Exercise requirements:
Transcribe these records exactly, dropping every picture.
Material for this task below:
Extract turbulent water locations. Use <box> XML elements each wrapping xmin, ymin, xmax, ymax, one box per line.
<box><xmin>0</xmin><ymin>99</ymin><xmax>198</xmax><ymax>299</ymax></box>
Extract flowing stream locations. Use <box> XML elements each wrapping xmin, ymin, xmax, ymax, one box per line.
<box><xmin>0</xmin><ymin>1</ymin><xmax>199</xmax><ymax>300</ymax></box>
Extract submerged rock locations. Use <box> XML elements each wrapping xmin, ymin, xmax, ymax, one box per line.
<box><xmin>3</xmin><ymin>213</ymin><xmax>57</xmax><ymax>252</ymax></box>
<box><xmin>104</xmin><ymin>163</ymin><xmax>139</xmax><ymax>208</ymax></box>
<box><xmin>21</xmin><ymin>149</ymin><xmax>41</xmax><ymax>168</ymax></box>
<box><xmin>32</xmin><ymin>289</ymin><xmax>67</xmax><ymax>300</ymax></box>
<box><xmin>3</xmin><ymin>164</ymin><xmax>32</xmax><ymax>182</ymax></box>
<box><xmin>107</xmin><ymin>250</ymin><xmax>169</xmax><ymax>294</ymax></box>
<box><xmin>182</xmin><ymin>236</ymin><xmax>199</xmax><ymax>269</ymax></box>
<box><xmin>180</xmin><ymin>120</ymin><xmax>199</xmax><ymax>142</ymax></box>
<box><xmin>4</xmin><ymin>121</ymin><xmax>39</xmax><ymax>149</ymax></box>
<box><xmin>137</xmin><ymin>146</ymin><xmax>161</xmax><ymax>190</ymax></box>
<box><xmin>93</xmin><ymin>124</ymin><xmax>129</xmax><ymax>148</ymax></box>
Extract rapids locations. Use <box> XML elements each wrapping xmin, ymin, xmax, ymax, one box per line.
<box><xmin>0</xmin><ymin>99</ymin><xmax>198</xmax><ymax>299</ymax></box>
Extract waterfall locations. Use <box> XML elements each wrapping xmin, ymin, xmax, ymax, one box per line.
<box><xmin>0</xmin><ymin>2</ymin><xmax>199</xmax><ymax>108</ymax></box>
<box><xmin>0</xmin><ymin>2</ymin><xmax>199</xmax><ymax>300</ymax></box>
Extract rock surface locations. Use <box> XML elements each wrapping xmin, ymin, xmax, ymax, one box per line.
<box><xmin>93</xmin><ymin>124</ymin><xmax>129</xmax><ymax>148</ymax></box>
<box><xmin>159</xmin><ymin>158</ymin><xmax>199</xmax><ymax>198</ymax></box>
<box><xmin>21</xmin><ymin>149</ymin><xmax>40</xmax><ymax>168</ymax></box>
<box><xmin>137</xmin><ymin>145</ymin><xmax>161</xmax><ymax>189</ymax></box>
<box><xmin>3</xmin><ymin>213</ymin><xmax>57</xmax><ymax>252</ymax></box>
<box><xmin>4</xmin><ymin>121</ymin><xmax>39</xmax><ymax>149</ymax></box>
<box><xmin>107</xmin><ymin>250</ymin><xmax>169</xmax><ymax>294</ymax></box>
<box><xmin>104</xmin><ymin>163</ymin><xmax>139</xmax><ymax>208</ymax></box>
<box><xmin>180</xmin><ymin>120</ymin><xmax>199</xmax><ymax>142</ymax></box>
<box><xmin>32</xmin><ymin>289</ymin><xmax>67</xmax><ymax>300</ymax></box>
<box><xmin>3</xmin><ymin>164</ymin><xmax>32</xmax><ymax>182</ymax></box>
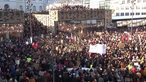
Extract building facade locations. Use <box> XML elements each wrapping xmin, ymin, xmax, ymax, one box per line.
<box><xmin>83</xmin><ymin>0</ymin><xmax>146</xmax><ymax>27</ymax></box>
<box><xmin>81</xmin><ymin>0</ymin><xmax>146</xmax><ymax>21</ymax></box>
<box><xmin>47</xmin><ymin>6</ymin><xmax>112</xmax><ymax>32</ymax></box>
<box><xmin>110</xmin><ymin>0</ymin><xmax>146</xmax><ymax>20</ymax></box>
<box><xmin>0</xmin><ymin>0</ymin><xmax>47</xmax><ymax>12</ymax></box>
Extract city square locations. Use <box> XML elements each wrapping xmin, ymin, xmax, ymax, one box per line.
End of Material for this task.
The answer:
Extract turbulent water locations. Use <box> XML elements each wrapping xmin, ymin, xmax, ymax, one box per line.
<box><xmin>0</xmin><ymin>99</ymin><xmax>198</xmax><ymax>299</ymax></box>
Extract flowing stream locations. Use <box> XML elements each wrapping xmin, ymin, xmax, ymax, one box per line.
<box><xmin>0</xmin><ymin>1</ymin><xmax>199</xmax><ymax>300</ymax></box>
Extract submerged rock locations. Use <box> XML elements each wrapping xmin, ymin, xmax, ymax, one box per line.
<box><xmin>3</xmin><ymin>213</ymin><xmax>57</xmax><ymax>252</ymax></box>
<box><xmin>104</xmin><ymin>163</ymin><xmax>139</xmax><ymax>208</ymax></box>
<box><xmin>21</xmin><ymin>149</ymin><xmax>41</xmax><ymax>168</ymax></box>
<box><xmin>32</xmin><ymin>289</ymin><xmax>67</xmax><ymax>300</ymax></box>
<box><xmin>3</xmin><ymin>164</ymin><xmax>32</xmax><ymax>182</ymax></box>
<box><xmin>107</xmin><ymin>250</ymin><xmax>169</xmax><ymax>294</ymax></box>
<box><xmin>182</xmin><ymin>236</ymin><xmax>199</xmax><ymax>269</ymax></box>
<box><xmin>180</xmin><ymin>120</ymin><xmax>199</xmax><ymax>142</ymax></box>
<box><xmin>4</xmin><ymin>121</ymin><xmax>39</xmax><ymax>149</ymax></box>
<box><xmin>137</xmin><ymin>146</ymin><xmax>161</xmax><ymax>190</ymax></box>
<box><xmin>93</xmin><ymin>124</ymin><xmax>129</xmax><ymax>148</ymax></box>
Extract rapids locations. Use <box> XML elements each wrapping xmin, ymin, xmax, ymax, one box per line.
<box><xmin>0</xmin><ymin>99</ymin><xmax>198</xmax><ymax>299</ymax></box>
Extract waterfall locations. Use <box> XML elements each wrapping xmin, ymin, xmax, ymax, one box per line.
<box><xmin>0</xmin><ymin>2</ymin><xmax>199</xmax><ymax>108</ymax></box>
<box><xmin>0</xmin><ymin>2</ymin><xmax>199</xmax><ymax>300</ymax></box>
Extract rock surface locations. Use <box> XML elements each wrapping xmin, ymin, xmax, ymax, one box per line.
<box><xmin>93</xmin><ymin>124</ymin><xmax>129</xmax><ymax>148</ymax></box>
<box><xmin>159</xmin><ymin>158</ymin><xmax>199</xmax><ymax>198</ymax></box>
<box><xmin>21</xmin><ymin>149</ymin><xmax>40</xmax><ymax>168</ymax></box>
<box><xmin>137</xmin><ymin>145</ymin><xmax>161</xmax><ymax>189</ymax></box>
<box><xmin>3</xmin><ymin>213</ymin><xmax>57</xmax><ymax>252</ymax></box>
<box><xmin>4</xmin><ymin>121</ymin><xmax>39</xmax><ymax>149</ymax></box>
<box><xmin>107</xmin><ymin>250</ymin><xmax>169</xmax><ymax>294</ymax></box>
<box><xmin>104</xmin><ymin>163</ymin><xmax>139</xmax><ymax>208</ymax></box>
<box><xmin>180</xmin><ymin>120</ymin><xmax>199</xmax><ymax>142</ymax></box>
<box><xmin>32</xmin><ymin>289</ymin><xmax>67</xmax><ymax>300</ymax></box>
<box><xmin>3</xmin><ymin>164</ymin><xmax>32</xmax><ymax>182</ymax></box>
Extract building facade locations. Use <box> XML elements each wrapping xmin, ymin, xmax, ymax, one box per line.
<box><xmin>83</xmin><ymin>0</ymin><xmax>146</xmax><ymax>27</ymax></box>
<box><xmin>81</xmin><ymin>0</ymin><xmax>146</xmax><ymax>21</ymax></box>
<box><xmin>47</xmin><ymin>6</ymin><xmax>112</xmax><ymax>32</ymax></box>
<box><xmin>110</xmin><ymin>0</ymin><xmax>146</xmax><ymax>20</ymax></box>
<box><xmin>0</xmin><ymin>0</ymin><xmax>47</xmax><ymax>12</ymax></box>
Extract city square locations. Use <box> XML elements each wrapping xmin, ymin, xmax, ymax, one box per line.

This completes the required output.